**WHAT IS REQUIRED**
Exact copy, no pictures: repeat the data that follows.

**SUPPLIED MATERIAL**
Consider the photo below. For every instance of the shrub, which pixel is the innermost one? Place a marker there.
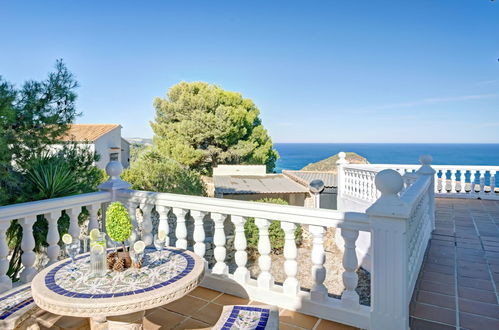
(276, 234)
(118, 223)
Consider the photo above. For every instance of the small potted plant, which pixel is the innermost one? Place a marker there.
(119, 228)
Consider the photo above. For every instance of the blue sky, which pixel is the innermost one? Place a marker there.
(332, 71)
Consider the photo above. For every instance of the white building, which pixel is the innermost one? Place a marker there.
(104, 139)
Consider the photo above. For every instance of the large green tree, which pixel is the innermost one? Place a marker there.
(201, 125)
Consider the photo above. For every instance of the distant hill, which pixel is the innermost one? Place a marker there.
(139, 141)
(329, 164)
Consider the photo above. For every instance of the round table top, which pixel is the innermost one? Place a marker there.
(162, 279)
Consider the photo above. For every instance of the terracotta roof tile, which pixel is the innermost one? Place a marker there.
(87, 132)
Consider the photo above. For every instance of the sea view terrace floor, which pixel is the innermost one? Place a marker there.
(458, 284)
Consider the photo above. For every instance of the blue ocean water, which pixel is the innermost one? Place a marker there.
(294, 156)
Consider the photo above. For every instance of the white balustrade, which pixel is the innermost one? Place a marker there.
(132, 212)
(93, 223)
(265, 278)
(147, 236)
(53, 249)
(350, 279)
(318, 291)
(74, 228)
(181, 228)
(199, 235)
(163, 222)
(291, 285)
(220, 251)
(241, 275)
(28, 257)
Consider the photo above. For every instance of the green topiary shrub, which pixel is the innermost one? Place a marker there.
(276, 234)
(118, 223)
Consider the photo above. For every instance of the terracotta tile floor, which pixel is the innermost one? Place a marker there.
(202, 308)
(458, 285)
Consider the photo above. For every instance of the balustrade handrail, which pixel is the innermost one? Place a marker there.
(22, 210)
(287, 213)
(416, 166)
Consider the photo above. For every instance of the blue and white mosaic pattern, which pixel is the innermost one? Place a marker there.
(247, 318)
(157, 271)
(14, 301)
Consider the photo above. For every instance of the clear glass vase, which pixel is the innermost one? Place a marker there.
(98, 256)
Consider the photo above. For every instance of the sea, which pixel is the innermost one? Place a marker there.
(294, 156)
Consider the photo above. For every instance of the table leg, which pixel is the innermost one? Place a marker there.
(129, 321)
(98, 323)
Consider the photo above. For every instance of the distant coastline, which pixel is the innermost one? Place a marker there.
(294, 156)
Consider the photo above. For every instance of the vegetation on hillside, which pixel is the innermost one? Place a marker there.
(31, 120)
(201, 125)
(329, 164)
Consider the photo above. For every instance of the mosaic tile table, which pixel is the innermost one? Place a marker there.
(118, 297)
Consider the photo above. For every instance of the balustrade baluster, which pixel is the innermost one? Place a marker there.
(472, 181)
(241, 274)
(147, 236)
(219, 240)
(74, 228)
(132, 211)
(453, 181)
(199, 235)
(493, 182)
(163, 222)
(181, 228)
(482, 181)
(265, 279)
(350, 279)
(443, 182)
(318, 291)
(53, 249)
(28, 257)
(93, 222)
(5, 281)
(463, 181)
(291, 285)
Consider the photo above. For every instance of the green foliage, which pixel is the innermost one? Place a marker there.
(118, 223)
(276, 234)
(201, 125)
(152, 172)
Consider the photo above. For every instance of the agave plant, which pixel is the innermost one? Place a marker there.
(51, 177)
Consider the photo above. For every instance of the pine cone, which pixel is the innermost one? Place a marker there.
(119, 265)
(111, 259)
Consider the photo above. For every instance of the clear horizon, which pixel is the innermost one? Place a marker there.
(380, 71)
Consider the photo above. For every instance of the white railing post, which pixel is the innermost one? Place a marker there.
(163, 222)
(389, 278)
(350, 297)
(74, 227)
(181, 228)
(318, 291)
(241, 275)
(28, 257)
(493, 182)
(5, 281)
(53, 249)
(220, 251)
(291, 285)
(198, 234)
(147, 236)
(93, 222)
(426, 169)
(340, 173)
(265, 279)
(132, 212)
(482, 182)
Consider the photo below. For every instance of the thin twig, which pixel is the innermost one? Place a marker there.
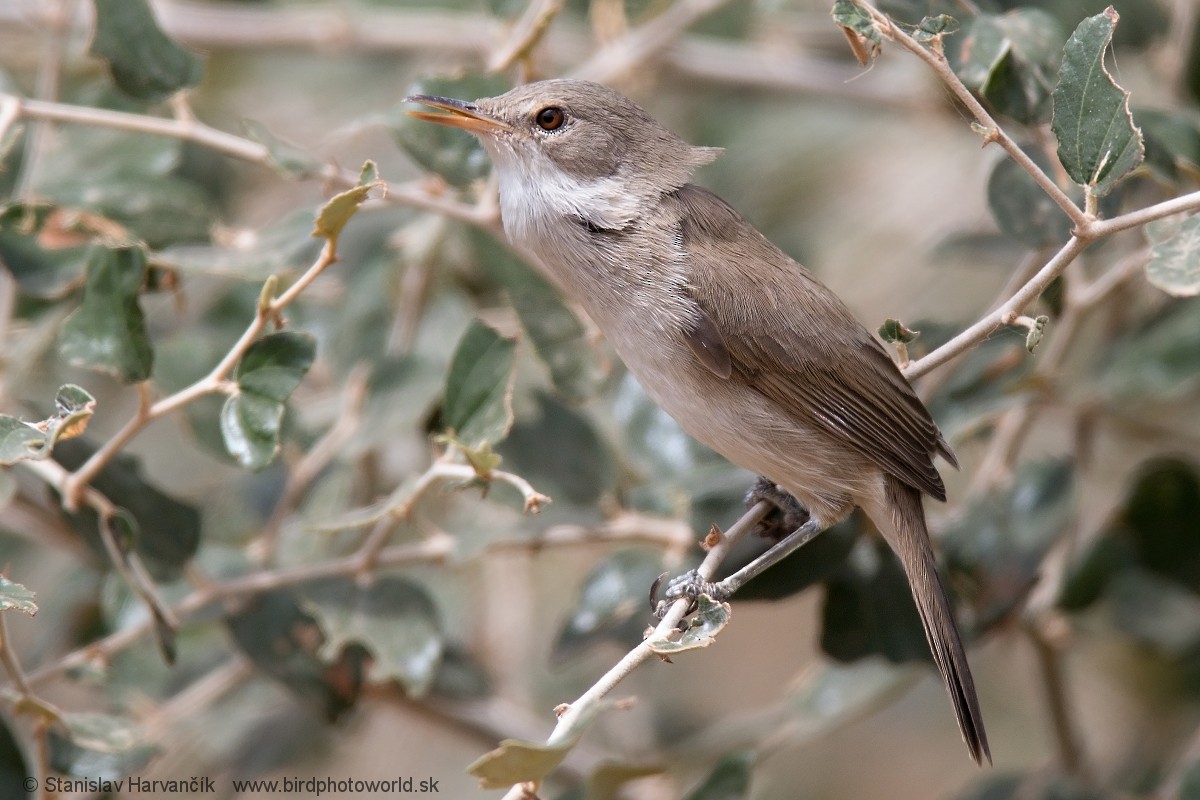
(526, 34)
(1071, 756)
(568, 721)
(1002, 316)
(214, 382)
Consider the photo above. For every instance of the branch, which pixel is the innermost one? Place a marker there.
(1002, 316)
(215, 382)
(994, 132)
(417, 194)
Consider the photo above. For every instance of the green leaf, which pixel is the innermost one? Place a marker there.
(558, 337)
(339, 210)
(996, 548)
(283, 641)
(478, 403)
(559, 470)
(861, 32)
(702, 629)
(1157, 362)
(285, 157)
(729, 780)
(1020, 208)
(1174, 263)
(1156, 611)
(893, 330)
(144, 62)
(13, 595)
(370, 174)
(107, 331)
(1098, 143)
(279, 248)
(99, 746)
(869, 609)
(167, 531)
(394, 619)
(612, 601)
(454, 155)
(935, 28)
(15, 769)
(21, 440)
(267, 376)
(1189, 787)
(42, 248)
(516, 762)
(1009, 61)
(1159, 517)
(1173, 142)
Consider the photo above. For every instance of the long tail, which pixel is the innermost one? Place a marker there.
(910, 539)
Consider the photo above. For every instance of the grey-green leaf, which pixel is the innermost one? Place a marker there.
(730, 779)
(1175, 259)
(1009, 61)
(1020, 208)
(558, 337)
(1098, 142)
(107, 331)
(393, 618)
(99, 746)
(21, 440)
(478, 405)
(267, 376)
(144, 61)
(13, 595)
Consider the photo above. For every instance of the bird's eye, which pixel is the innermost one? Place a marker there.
(550, 118)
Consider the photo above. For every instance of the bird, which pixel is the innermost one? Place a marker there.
(745, 348)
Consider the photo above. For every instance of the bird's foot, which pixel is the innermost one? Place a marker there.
(688, 585)
(787, 515)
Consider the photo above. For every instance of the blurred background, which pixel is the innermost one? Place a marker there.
(349, 606)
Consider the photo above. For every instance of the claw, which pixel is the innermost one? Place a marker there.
(654, 594)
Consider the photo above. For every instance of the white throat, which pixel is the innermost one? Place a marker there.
(538, 196)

**OUTPUT FOR THIS TASK**
Consider the photo below. For every instance of the shrub, which pixel is the innermost one? Place a marker there.
(276, 234)
(118, 223)
Consider the photo above. For every instance of the small potted plant, which pixel is the innermost one? Place a marker there.
(119, 228)
Consider the photo above. For every instance of the blue sky, which pixel is the innermost one? Place a marker there.
(332, 71)
Consider the photo above. For every instance of the white building, which pixel is the innermost one? Place a marker there.
(104, 139)
Consider the photo above. For every instance of the large green tree, which pixel is the innermost one? Place a marker there.
(201, 125)
Consider the photo above. For every instance of the distant hill, which pixel is the innermost one? Place a marker there.
(139, 141)
(329, 164)
Consider the photo above. For every instance of the round table top, which pixel is the innermost one? Place a marker there.
(162, 279)
Consider the photo above. For every instance of the terracotta roof tile, which pixel is the innermost one? Place a marker there.
(87, 132)
Consider the photo above. For every instance of the sea view terrace floor, which pixel is the innermost one? Place a marker there.
(458, 284)
Consider the photo above. For every instance of the blue ocean water, which pixel is the innermost one? Place a marker there.
(294, 156)
Consider the photo above. For every instance of the white balustrade, which pixel is the innermost one? Place a marker there.
(132, 212)
(93, 223)
(265, 278)
(147, 236)
(53, 249)
(350, 279)
(318, 291)
(74, 228)
(181, 228)
(199, 235)
(163, 222)
(291, 285)
(220, 251)
(241, 275)
(28, 257)
Consider the photo above. For every instance of the green topiary shrub, which pixel is the innermost one? Place a marker there.
(276, 234)
(118, 223)
Consider the photo above. For every instance of the terracotta tile floor, which pixel is the innermost one? Place a marker there.
(202, 308)
(458, 285)
Consider the photo above. For every instance of the balustrade handrail, which pixel is the innermost one? Place a marker there.
(22, 210)
(287, 213)
(416, 166)
Consider the photo above. For every instance of the blue and white mosaic pattern, which pixel is the innermost one? Place a marker there.
(247, 318)
(157, 271)
(14, 301)
Consider the photo above. For every instance of the clear glass vase, which pixel is the innermost one? Place a marker there.
(98, 256)
Consider the photo above. For every instance of the sea, which pixel is the innermost one? Place a marker there.
(294, 156)
Consider the photo above. For every instance of the table leg, which pixel is the innermost one? Place a marker there.
(129, 321)
(98, 323)
Consider the photo above. For every instance of the distant coastline, which pixel is the innermost one? Place a marker there.
(294, 156)
Consider the photo above. For every instance of the vegetation on hillside, which pixel is the innermost one? Place a marker there.
(31, 120)
(201, 125)
(329, 164)
Consider the photo above. For every instance of the mosaic tile table, which pixel is the innermost one? Place a marker there.
(118, 297)
Consider the photo above. For every instance of the balustrade baluster, which pixel is the innermost one? Place a marker there.
(472, 181)
(241, 274)
(147, 236)
(219, 240)
(74, 228)
(132, 211)
(453, 181)
(199, 235)
(493, 182)
(163, 222)
(181, 228)
(482, 181)
(265, 279)
(350, 279)
(443, 182)
(318, 291)
(53, 249)
(28, 257)
(93, 222)
(5, 281)
(463, 181)
(291, 285)
Consider the photo above. For every instance of the green foliage, which pixel is the innermost one? Place a marker there.
(118, 223)
(276, 234)
(201, 125)
(152, 172)
Consider the photo above. For every instance of the agave plant, which pixel is the innermost one? Place a marker there.
(51, 177)
Consider the photo above. For every instance of the pine cone, which pixel is the innermost one? Place a marker there.
(119, 265)
(111, 259)
Consider the photo above. For every instance of the clear horizon, which pixel is the innermost one? Place a marker there.
(380, 71)
Consider the photo above. For every instance of the white railing post, which pixel is the innermost one? Place a marker there.
(163, 222)
(389, 278)
(350, 297)
(74, 227)
(181, 228)
(318, 291)
(241, 275)
(28, 257)
(493, 182)
(5, 281)
(53, 249)
(220, 251)
(291, 285)
(198, 234)
(147, 236)
(93, 222)
(426, 169)
(340, 173)
(265, 279)
(132, 212)
(482, 182)
Consider the photo below. For every instance of the thin twig, which pixel is the innermost one? Place a marker there.
(526, 34)
(1071, 756)
(568, 721)
(1002, 316)
(214, 382)
Consider the photo above. For every instance of the branch, which pixel is the innermost one? Place a marker there.
(1002, 316)
(215, 382)
(994, 132)
(417, 194)
Consider the photo above. For every instance of the green leaf, which pixel is the innermost one? Place a marker there.
(558, 337)
(339, 210)
(996, 548)
(283, 641)
(478, 403)
(559, 470)
(861, 32)
(702, 629)
(1157, 362)
(285, 157)
(729, 780)
(1020, 208)
(1174, 263)
(1156, 611)
(893, 330)
(144, 62)
(13, 595)
(370, 174)
(107, 331)
(1098, 143)
(279, 248)
(99, 746)
(869, 609)
(167, 531)
(394, 619)
(612, 601)
(454, 155)
(935, 28)
(15, 769)
(21, 440)
(267, 376)
(1189, 787)
(42, 248)
(516, 762)
(1009, 61)
(1159, 517)
(1173, 142)
Consider the photo above. For every instance of the long tail, which pixel is the innermost one? Place a marker there.
(910, 539)
Consider the photo above. For every instance of the grey-green leaf, which pixel is the innermost one? Place a marker there.
(730, 779)
(1175, 259)
(1009, 61)
(1020, 208)
(558, 337)
(1098, 142)
(107, 331)
(393, 618)
(99, 746)
(21, 440)
(478, 405)
(267, 376)
(144, 61)
(13, 595)
Consider the photo above. For every instance of the bird's eye, which pixel is the innermost one? Place a marker there.
(550, 118)
Consider the photo above. For every instance of the bird, which pixel is the innermost one? Place a marker there.
(745, 348)
Consider the photo above. For every instance of the bird's foot, which pixel is the innermost one? Place a marker there.
(688, 585)
(787, 515)
Consider the photo above. For every instance of the blurred background, which pixel is the innermost one? Place a marker there.
(349, 606)
Consider the photo above. For every instance of the claw, which pixel is the innermost one? Place a marker there.
(654, 594)
Consider the photo above. For every instance of the white throat, which pixel is the innermost one? Place a marker there.
(538, 196)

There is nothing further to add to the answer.